Extracted data entries:
— Begin —
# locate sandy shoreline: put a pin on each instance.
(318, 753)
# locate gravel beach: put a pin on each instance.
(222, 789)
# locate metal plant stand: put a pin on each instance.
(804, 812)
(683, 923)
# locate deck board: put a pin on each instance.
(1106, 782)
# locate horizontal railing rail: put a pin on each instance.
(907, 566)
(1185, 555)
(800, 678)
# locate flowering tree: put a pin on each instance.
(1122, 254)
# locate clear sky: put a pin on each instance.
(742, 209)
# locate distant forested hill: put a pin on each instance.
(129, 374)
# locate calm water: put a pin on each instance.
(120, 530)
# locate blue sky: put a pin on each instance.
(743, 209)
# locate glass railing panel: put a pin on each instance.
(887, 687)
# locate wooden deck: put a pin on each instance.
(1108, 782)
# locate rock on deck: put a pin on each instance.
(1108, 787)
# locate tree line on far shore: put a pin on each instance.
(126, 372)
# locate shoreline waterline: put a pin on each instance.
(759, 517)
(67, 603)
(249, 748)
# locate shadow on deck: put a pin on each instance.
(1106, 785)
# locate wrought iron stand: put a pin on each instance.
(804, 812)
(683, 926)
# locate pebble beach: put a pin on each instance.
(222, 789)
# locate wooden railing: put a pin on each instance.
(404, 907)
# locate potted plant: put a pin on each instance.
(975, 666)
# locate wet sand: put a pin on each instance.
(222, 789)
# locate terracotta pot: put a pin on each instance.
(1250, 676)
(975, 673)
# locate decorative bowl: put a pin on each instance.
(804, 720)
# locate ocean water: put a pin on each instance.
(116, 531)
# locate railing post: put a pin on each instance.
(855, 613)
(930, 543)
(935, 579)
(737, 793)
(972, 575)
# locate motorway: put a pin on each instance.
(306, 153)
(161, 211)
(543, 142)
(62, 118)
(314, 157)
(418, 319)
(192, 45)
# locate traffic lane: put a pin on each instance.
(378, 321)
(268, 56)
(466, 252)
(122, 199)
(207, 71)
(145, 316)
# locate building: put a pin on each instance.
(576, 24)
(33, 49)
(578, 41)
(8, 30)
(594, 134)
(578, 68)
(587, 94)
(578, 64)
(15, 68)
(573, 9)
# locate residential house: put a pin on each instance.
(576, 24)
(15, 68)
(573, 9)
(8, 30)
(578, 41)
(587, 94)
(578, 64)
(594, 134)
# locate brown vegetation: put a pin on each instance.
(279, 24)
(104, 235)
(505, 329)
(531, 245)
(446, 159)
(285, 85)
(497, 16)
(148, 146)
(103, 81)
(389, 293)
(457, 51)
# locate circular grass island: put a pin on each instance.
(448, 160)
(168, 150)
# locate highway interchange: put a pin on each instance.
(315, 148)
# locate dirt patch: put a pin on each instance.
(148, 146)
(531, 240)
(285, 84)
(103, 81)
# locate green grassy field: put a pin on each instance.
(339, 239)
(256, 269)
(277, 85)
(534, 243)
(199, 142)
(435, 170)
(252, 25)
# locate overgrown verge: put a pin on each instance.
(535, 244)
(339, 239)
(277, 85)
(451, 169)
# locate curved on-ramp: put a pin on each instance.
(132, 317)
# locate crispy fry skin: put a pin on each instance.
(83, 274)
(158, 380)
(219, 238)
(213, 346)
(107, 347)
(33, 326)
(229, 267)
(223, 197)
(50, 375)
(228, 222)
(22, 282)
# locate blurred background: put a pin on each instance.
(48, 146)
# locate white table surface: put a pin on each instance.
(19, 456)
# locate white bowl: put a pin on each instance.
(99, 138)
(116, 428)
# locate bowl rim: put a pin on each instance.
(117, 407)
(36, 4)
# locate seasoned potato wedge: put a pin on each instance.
— End —
GIVEN REQUEST> Transcribe every line of the data above word for word.

TASK SOLUTION>
# locate sandy shoreline: put a pin on each instance.
(318, 753)
# locate gravel beach: put a pin on each instance.
(222, 789)
# locate metal plant stand: put a pin on each instance.
(804, 812)
(683, 923)
# locate deck board: put a pin on each instance.
(1106, 782)
# locate horizontal railing rail: put a pin on each instance.
(907, 566)
(1185, 555)
(800, 678)
# locate flowering tree: put a pin on each instance.
(1122, 254)
# locate clear sky: put a pin on each instance.
(742, 209)
# locate distant forested hill: put a pin on each instance.
(129, 374)
# locate calm water: put a pin on each instance.
(120, 530)
# locate blue sky: put a pin on each instance.
(743, 209)
# locate glass railing panel: put a pin on each instance.
(887, 687)
# locate wooden deck: put a pin on each instance.
(1108, 782)
# locate rock on deck: put a pin on each instance.
(1108, 787)
# locate tree line on far shore: put a pin on each instance.
(126, 372)
# locate shoreline waterline: put a pin on each instance.
(759, 517)
(67, 603)
(249, 748)
# locate shadow on deck: put a pin on each instance.
(1106, 785)
# locate wrought iron stand: put a pin on each instance.
(804, 812)
(683, 926)
# locate pebble beach: put a pin on each instance.
(222, 789)
# locate wooden railing: put a pin on each instance.
(404, 907)
# locate potted plant: put a pin on each instance.
(975, 666)
# locate wet sand: put a pin on each instance.
(222, 789)
# locate terracotta pot: put a pin on each instance.
(1250, 676)
(975, 673)
# locate decorative bowl: put a pin on each instance.
(804, 720)
# locate ocean water: put a pin on each instance.
(116, 531)
# locate railing post: put a pin on each instance.
(855, 613)
(930, 543)
(935, 579)
(737, 793)
(972, 575)
# locate motorway: put a pin on each instance.
(306, 153)
(161, 211)
(543, 142)
(62, 118)
(314, 157)
(418, 319)
(192, 45)
# locate traffic lane: put a pin on each instance.
(378, 321)
(268, 56)
(466, 252)
(122, 199)
(207, 71)
(145, 316)
# locate building: put a pin on each instance.
(576, 24)
(33, 49)
(578, 41)
(8, 30)
(594, 134)
(578, 68)
(587, 94)
(578, 64)
(15, 68)
(573, 9)
# locate residential house: put a pin on each instance.
(576, 24)
(15, 68)
(573, 9)
(8, 30)
(578, 41)
(587, 94)
(578, 64)
(594, 134)
# locate brown vegetation: put a pin on each instance.
(279, 24)
(104, 235)
(505, 329)
(531, 245)
(446, 159)
(285, 85)
(497, 16)
(148, 146)
(103, 81)
(389, 293)
(457, 51)
# locate circular grass island: put a pin on each instance.
(448, 160)
(168, 150)
# locate highway interchange: put a pin on each instance.
(315, 148)
# locate dirt patch: put a pin on each instance.
(148, 146)
(531, 240)
(285, 84)
(103, 81)
# locate green grassy field: put a pin on each instance.
(339, 239)
(256, 269)
(277, 85)
(534, 243)
(199, 142)
(435, 170)
(252, 25)
# locate overgrown verge: put a pin on each instance.
(535, 244)
(339, 239)
(277, 85)
(451, 169)
# locate curved on-ramp: put a pin on each instance.
(132, 317)
# locate crispy fry skin: put a pin on each instance.
(83, 274)
(158, 380)
(219, 238)
(213, 346)
(107, 347)
(33, 326)
(229, 267)
(223, 197)
(50, 375)
(228, 222)
(22, 282)
# locate blurred background: put a pin on each instance.
(48, 146)
# locate white table surface: put a pin on each instance.
(19, 456)
# locate white bowl: put a pin on each instance.
(99, 138)
(116, 428)
# locate bowl rim: put a pin on each instance.
(117, 407)
(36, 4)
# locate seasoned potato wedge: put a pin on each instance.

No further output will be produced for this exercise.